Exactly the lines from the one containing "Look at the photo above. For each instance of the green" through the end of the data below are to be reproduced, and nothing besides them.

——

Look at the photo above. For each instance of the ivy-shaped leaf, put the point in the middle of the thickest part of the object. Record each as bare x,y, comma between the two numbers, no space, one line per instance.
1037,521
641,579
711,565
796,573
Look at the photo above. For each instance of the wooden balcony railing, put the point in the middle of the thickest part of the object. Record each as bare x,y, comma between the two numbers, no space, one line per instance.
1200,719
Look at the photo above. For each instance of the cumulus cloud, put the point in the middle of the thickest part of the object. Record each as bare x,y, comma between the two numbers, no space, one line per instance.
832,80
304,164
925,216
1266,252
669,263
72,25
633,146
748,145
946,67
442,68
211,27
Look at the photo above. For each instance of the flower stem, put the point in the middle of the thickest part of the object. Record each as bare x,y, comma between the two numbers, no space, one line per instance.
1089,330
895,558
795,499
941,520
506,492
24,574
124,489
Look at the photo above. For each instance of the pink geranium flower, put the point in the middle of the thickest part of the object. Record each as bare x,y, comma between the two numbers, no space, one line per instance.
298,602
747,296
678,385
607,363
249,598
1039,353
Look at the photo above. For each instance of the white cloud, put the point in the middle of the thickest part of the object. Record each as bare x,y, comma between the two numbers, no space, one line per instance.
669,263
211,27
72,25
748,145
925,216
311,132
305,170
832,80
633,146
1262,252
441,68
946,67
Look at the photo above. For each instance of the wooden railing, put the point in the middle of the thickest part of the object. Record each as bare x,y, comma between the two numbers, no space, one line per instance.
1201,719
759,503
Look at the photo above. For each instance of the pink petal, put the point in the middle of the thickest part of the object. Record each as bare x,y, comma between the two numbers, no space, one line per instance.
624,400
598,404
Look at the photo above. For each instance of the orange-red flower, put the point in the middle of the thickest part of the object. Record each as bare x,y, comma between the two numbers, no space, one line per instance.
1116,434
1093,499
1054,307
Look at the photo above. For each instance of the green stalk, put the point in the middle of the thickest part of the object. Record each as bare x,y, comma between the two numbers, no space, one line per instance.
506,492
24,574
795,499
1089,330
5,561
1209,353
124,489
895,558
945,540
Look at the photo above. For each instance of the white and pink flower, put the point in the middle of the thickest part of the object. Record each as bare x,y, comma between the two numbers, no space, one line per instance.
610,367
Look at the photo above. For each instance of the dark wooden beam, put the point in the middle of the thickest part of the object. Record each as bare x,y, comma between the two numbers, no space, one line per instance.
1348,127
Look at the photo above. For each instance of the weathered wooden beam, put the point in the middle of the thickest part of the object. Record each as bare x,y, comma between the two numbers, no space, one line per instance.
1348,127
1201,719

——

OUTPUT BELOW>
Look at the photo above. For each instance of the green stalk, put the point in the middle of the thickest part of the object. Record each as bare x,y, comma between the two numbers, no space, one line per instance.
506,492
24,574
795,499
1089,330
5,561
1209,353
124,489
895,558
945,540
Look at the photo above. For each instance of the white and pink flower, put the point in the middle of the thickest part of the object. Record each as bare x,y, comma between the two numbers, no space, one line per instance.
610,367
Look at the photo above. For each instance of the dark wooden beam, put the point in the middle of the thickest part of the object. Record each as bare x,y, comma between the two numbers, no space, one line per instance.
1348,127
Look at the photo above. For each instance of the weathered wooden beam, put the point in the middle of the thickest part of the object. Record each as bare x,y, comma between the two numbers, no space, one line per instance.
1348,127
1201,719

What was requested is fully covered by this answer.